— BEGIN Dataset —
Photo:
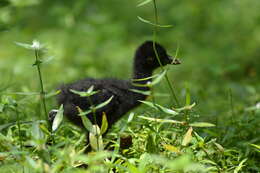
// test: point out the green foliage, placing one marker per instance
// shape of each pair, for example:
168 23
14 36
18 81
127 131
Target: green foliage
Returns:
218 42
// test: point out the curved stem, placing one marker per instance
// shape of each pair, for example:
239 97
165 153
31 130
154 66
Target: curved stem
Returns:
157 56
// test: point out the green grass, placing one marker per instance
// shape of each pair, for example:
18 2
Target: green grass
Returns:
219 72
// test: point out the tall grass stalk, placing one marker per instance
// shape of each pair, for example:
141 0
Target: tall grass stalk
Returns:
19 127
155 30
42 92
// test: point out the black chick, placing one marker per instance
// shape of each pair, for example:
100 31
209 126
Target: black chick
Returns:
123 98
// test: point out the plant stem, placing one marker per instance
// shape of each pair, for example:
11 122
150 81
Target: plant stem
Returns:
42 93
157 56
231 105
19 127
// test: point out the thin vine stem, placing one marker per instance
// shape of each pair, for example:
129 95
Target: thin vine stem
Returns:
157 56
42 92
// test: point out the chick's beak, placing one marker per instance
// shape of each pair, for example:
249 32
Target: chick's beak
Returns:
174 61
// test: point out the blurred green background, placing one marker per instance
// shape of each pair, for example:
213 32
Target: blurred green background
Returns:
219 46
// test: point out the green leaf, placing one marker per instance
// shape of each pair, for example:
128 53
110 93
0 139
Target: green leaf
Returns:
144 3
104 125
24 45
148 22
201 124
188 107
130 118
187 95
256 146
151 147
86 122
146 78
161 120
34 46
187 137
58 119
147 93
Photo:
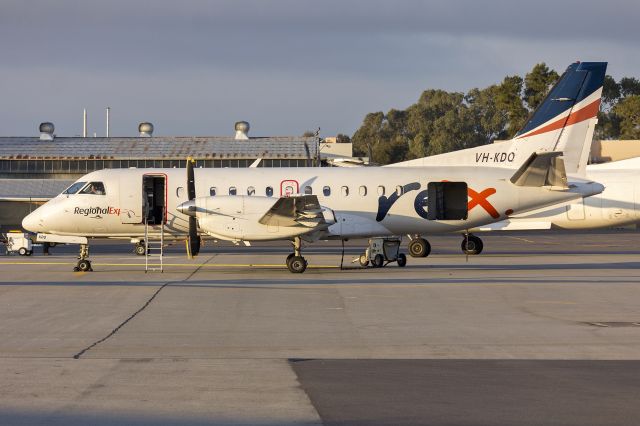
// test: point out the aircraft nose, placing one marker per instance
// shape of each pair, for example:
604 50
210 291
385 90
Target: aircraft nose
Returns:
32 222
188 208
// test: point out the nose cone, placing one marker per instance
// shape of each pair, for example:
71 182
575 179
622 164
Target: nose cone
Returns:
32 222
188 208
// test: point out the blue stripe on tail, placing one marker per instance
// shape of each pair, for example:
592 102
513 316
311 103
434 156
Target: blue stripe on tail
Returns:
579 81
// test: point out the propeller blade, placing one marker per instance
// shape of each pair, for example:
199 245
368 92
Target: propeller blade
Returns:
194 238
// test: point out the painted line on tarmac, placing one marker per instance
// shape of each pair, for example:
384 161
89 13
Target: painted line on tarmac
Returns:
197 265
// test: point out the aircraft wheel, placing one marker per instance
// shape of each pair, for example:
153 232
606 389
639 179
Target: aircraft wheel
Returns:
297 264
377 261
472 245
139 249
84 265
419 247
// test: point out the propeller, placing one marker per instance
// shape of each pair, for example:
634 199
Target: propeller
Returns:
193 242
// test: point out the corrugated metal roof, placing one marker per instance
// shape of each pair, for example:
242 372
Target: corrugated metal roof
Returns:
34 188
207 147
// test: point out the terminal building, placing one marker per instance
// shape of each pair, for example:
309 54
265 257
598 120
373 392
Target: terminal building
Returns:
35 169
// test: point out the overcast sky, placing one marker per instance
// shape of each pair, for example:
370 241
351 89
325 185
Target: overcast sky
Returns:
194 67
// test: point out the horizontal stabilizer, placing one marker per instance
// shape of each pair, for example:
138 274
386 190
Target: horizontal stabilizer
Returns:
542 169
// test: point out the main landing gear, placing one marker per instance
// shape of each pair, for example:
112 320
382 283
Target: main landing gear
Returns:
471 244
295 262
419 247
84 264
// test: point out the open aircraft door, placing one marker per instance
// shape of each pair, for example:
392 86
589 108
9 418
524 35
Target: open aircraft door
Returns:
131 200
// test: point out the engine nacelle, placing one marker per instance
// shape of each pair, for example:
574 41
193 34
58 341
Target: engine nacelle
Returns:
238 218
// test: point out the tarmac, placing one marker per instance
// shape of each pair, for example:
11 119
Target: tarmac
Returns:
541 328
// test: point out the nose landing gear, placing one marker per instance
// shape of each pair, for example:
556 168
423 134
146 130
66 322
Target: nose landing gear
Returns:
295 262
419 247
84 264
471 244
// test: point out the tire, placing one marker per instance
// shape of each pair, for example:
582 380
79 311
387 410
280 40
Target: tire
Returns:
472 246
84 265
297 264
419 247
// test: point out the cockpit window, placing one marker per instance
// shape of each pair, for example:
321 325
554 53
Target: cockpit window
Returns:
93 188
74 188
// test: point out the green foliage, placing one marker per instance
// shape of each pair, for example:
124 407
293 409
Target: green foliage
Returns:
628 111
442 121
538 82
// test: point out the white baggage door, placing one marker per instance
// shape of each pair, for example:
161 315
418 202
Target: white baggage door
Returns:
131 199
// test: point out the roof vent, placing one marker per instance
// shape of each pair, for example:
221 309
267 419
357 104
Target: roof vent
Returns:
145 129
46 131
242 130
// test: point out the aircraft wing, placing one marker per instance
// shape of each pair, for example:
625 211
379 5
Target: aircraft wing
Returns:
303 210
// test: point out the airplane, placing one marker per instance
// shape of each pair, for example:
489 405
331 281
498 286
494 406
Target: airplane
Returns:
618 205
311 204
568 115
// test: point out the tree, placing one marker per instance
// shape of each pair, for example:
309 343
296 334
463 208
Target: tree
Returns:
509 100
537 84
340 138
629 86
628 110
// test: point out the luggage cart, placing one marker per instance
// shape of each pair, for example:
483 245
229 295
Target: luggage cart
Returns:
382 251
20 243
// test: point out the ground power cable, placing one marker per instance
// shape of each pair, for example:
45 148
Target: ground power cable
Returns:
132 316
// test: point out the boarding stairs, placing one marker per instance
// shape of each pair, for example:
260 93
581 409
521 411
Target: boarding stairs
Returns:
154 248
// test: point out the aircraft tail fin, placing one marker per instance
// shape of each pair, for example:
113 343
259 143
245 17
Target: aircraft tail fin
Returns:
564 121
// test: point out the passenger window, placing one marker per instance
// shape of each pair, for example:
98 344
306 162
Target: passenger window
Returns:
94 188
74 188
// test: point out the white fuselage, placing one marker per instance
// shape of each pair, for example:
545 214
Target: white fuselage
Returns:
363 201
617 205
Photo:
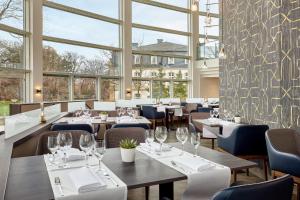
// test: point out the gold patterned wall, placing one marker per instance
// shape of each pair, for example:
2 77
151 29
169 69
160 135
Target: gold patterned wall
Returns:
260 79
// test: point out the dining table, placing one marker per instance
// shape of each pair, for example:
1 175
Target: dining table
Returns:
28 177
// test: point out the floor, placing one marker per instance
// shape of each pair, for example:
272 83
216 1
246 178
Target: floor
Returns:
139 194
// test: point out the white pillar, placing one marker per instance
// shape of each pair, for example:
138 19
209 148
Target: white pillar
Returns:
127 49
36 50
194 90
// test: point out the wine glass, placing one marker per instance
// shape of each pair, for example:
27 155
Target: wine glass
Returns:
195 140
161 134
149 137
86 143
211 113
99 150
52 146
182 136
64 140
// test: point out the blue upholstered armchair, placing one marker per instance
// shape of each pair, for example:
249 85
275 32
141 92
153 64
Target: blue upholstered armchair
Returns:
— END Dataset —
— Given request —
Without including any picture, repeat the data exactly.

— Response to this task —
Photo:
// test: point out the green foliage, placing one marker per instance
// shape of each pair, for example:
168 23
14 36
18 81
127 131
Target: green foliage
Returns:
218 42
// test: point out the curved stem, placing one marker per instance
// shape of each pair, for example:
239 97
165 153
31 130
154 66
Target: curved stem
Returns:
157 56
// test: point out the green grass, placing one marker per instance
// shape of each pair, for example:
18 2
Target: green grass
Returns:
219 72
// test: point out the tall grass stalk, placing one marker per instance
// shape of each pair, for example:
141 0
Target: tall grass stalk
Returns:
19 127
155 30
42 92
// test: point out the black chick, placing one marker per instance
// shape of each pair, for example:
100 31
209 126
Target: black chick
Returns:
123 98
// test: point out the plant stem, placing one marker per instance
// shape of each pair, for example:
11 122
150 81
Target: plant stem
Returns:
42 93
157 56
231 105
19 127
// test: point out the thin vine stem, placing one marker per instance
// shape of each pair, for example:
129 95
Target: thin vine stem
Returns:
157 56
42 92
// test: point out the chick's beak, placing one marker per instance
// shape of each pair, for example:
249 32
Target: chick's beak
Returns:
174 61
// test: point out the blurred green background, placing one marker per instance
// shape of each pair, for example:
213 32
Target: blurred green background
Returns:
219 46
// test: point out the green leaf, placing one marker per instance
// shape of each pair, for example:
128 53
110 93
0 139
Target: green leaf
Returns:
144 3
104 125
24 45
148 22
201 124
188 107
130 118
187 95
256 146
151 147
86 122
146 78
161 120
34 46
187 137
58 119
147 93
Photo:
// test: point out the aircraft nose, placing one marker per instance
// shape of each pair, for example:
604 50
210 291
385 90
Target: aircraft nose
Returns:
32 222
188 208
// test: point out the nose cone, placing one marker per instance
// shape of each pair, for example:
71 182
575 179
622 164
Target: nose cone
Returns:
32 222
188 208
// test: point out the blue stripe on tail, placing one marker per instance
// shape of each pair, for example:
592 102
513 316
311 103
434 156
Target: blue stripe on tail
Returns:
579 81
// test: point out the propeller blade, placing one marker per instance
// shape of each pair, for example:
199 245
368 92
Target: propeller blade
Returns:
194 238
// test: point out the painted line on tarmac, placing one marker per instance
// shape of each pair, for example:
384 161
89 13
Target: painted line on tarmac
Returns:
197 265
// test: point out the aircraft wheel, placing one marker per instance
// shape of each pair, for example:
153 232
606 389
639 179
Target: aircraft wheel
Returns:
297 264
377 261
472 245
139 249
84 265
419 247
// test: point out the propeller, placing one marker per instance
// shape of each pair, for example:
634 199
Target: propeller
Returns:
193 242
// test: point out the corrugated metal roof, placing one marker per instance
// shape of each pair, for example:
242 372
Target: corrugated metal roof
Returns:
34 188
207 147
// test: point out the terminal building, placing one marker per instance
// shape of each pair, for example:
309 54
265 257
598 120
373 392
Target: terminal building
Returns:
35 169
// test: point out the overcast sky, placing one marker per instance
// shape of each pair, for example:
370 241
351 89
325 185
Target: overcast sky
Returns:
194 67
// test: point out the horizontal stabilizer, placing one marker per instance
// shape of each pair, for example:
138 274
386 190
Target: horizontal stabilizer
Returns:
542 169
// test: point out the main landing gear, placing one marker per instance
// shape of each pair, for example:
112 320
382 283
Target: main landing gear
Returns:
471 244
295 262
419 247
84 264
// test: point out the open aircraft door, placing one marker per instance
// shape of each pair, for example:
392 86
589 108
9 418
524 35
Target: open aircraft door
Returns:
131 200
// test: point out the engine nacelle, placing one marker per instance
// shape of each pair, for example:
574 41
193 34
58 341
Target: engine nacelle
Returns:
238 218
// test: point out the tarmac, placing one marker per instance
// shape of each pair, for example:
11 119
Target: tarmac
Returns:
541 328
// test: point out the nose landing gear, placing one marker per instance
// shape of each pair, for example:
556 168
423 134
146 130
66 322
Target: nose landing gear
Returns:
295 262
419 247
84 264
471 244
// test: point out the tire, placing one marker per instance
// shape of each pair, for example:
582 380
79 311
387 410
280 40
Target: tire
Returns:
472 246
84 265
297 264
419 247
// test: point out the cockpit window, placing one marker per instance
// shape of each pair, for example:
321 325
554 53
Target: cockpit window
Returns:
93 188
74 188
// test: point out the green foliage, placing one marker per instance
// shape of each pair, for example:
124 407
293 409
Target: green foliage
Returns:
628 111
442 121
538 82
// test: point out the white baggage door, placing one marker per instance
// shape of each pair, for example:
161 315
418 202
Target: white baggage door
Returns:
131 199
// test: point out the roof vent, placing one marker per instance
// shape of each pair, for example:
221 309
267 419
357 104
Target: roof vent
Returns:
145 129
46 131
242 130
// test: point out the aircraft wing, placing one marker per instance
// shape of each pair, for example:
625 211
379 5
Target: aircraft wing
Returns:
303 210
// test: point out the airplane, placing one marker per instance
// shape of each pair, for example:
489 405
331 281
498 286
494 406
Target: airplane
Returns:
618 205
311 204
568 115
// test: point out the tree, placing one marker per instance
// shape of each pair, for example:
309 343
296 334
463 208
Target: tree
Returns:
509 100
537 84
340 138
629 86
628 110
// test: point out the luggage cart, placing one marker per instance
// shape of each pair, for example:
483 245
229 295
Target: luggage cart
Returns:
382 251
20 243
// test: point out the ground power cable, placing one marker per instance
// shape of each pair, for example:
45 148
Target: ground power cable
Returns:
132 316
// test: point out the boarding stairs, placing one marker per instance
// shape of each pair, for example:
260 93
581 409
521 411
Target: boarding stairs
Returns:
154 248
// test: point out the aircraft tail fin, placing one marker per instance
// shape of each pair, for example:
113 343
259 143
245 17
Target: aircraft tail fin
Returns:
564 121
// test: point out the passenger window, placing one marker per instance
// shape of each pair, for example:
98 344
306 162
Target: passenger window
Returns:
94 188
74 188
// test: point out the white fuselage, placing one marker per instance
// shape of each pair, for example:
545 214
Target: white fuselage
Returns:
363 201
617 205
Photo:
// test: point out the gold patterned wall, placing one marker per instance
// shape of each pair, for example:
2 77
151 29
169 69
160 135
Target: gold patterned wall
Returns:
260 79
// test: point out the dining table, placing one marker per instance
// shape of each pair, for example:
1 175
Target: dining table
Returns:
28 177
// test: point out the floor, placing one marker per instance
// shape of each pair, for example:
272 83
216 1
246 178
Target: floor
Returns:
139 194
// test: point out the white pillar, placing one marker per instance
// shape of each pair, for example:
138 19
209 148
Target: white pillar
Returns:
127 49
36 50
194 90
// test: point out the wine glass, placing one marker per instance
// shape of each pair, for example:
27 155
Target: wine glass
Returns:
195 140
161 134
149 137
86 143
211 113
99 150
52 146
182 136
64 140
// test: point out the blue upholstered armchair, placing one marker per instance
// shape of each pair, for example:
249 85
275 32
141 92
153 64
Target: blue upholstered armchair
Returns:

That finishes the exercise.